TEXT SHOWN =>
My Grandpa Cecil—Zeke to his friends—was born on Halloween 1897, and today would be his 125th birthday. A true American success story, Cecil Calvert Senseman was the eldest child of Ohio farmer Ed Senseman and his wife Bertha, who died in 1912 when Cecil was 15. Their mother’s death separated Bertha’s children; Cecil, his younger brother Vercil, and little sister Ruby were sent to be raised by relatives in three different homes. Cecil, the eldest, was apprenticed to a toolmaker by day, finishing his high school education at night, and learning his trade (and business practice) so well that ultimately he owned Dayton Tool and Die, the company he once worked for.

Encouraged by the business success of his younger brother Vercil, who did well in the Florida land boom of the 1920’s and came to own a fine home in Ft. Myers, Florida flanked by neighbors Henry Ford and Thomas Edison, Cecil and his wife Clara Florence Beaver sold the tool business and moved south, like Vercil, to invest in Florida real estate.

DATASET CONTENT =>
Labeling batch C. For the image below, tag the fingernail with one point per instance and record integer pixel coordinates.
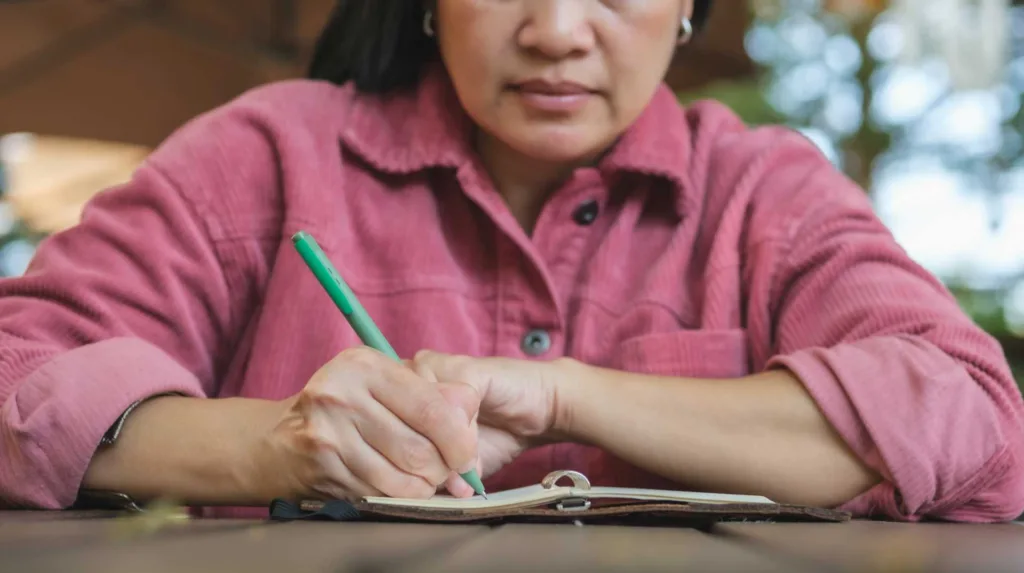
(465, 490)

WRITTEN REQUEST A => Translate into Spanish this sentence from the text about Cecil Senseman: "My Grandpa Cecil—Zeke to his friends—was born on Halloween 1897, and today would be his 125th birthday."
WRITTEN REQUEST B => According to the text about Cecil Senseman, which company did Cecil ultimately own?
WRITTEN REQUEST C => Reproduce the stretch of the text about Cecil Senseman from "My Grandpa Cecil—Zeke" through "once worked for.".

TASK OUTPUT A => Mi abuelo Cecil —Zeke para sus amigos— nació en Halloween de 1897, y hoy cumpliría 125 años.

TASK OUTPUT B => Dayton Tool and Die, the company he once worked for.

TASK OUTPUT C =>
My Grandpa Cecil—Zeke to his friends—was born on Halloween 1897, and today would be his 125th birthday. A true American success story, Cecil Calvert Senseman was the eldest child of Ohio farmer Ed Senseman and his wife Bertha, who died in 1912 when Cecil was 15. Their mother’s death separated Bertha’s children; Cecil, his younger brother Vercil, and little sister Ruby were sent to be raised by relatives in three different homes. Cecil, the eldest, was apprenticed to a toolmaker by day, finishing his high school education at night, and learning his trade (and business practice) so well that ultimately he owned Dayton Tool and Die, the company he once worked for.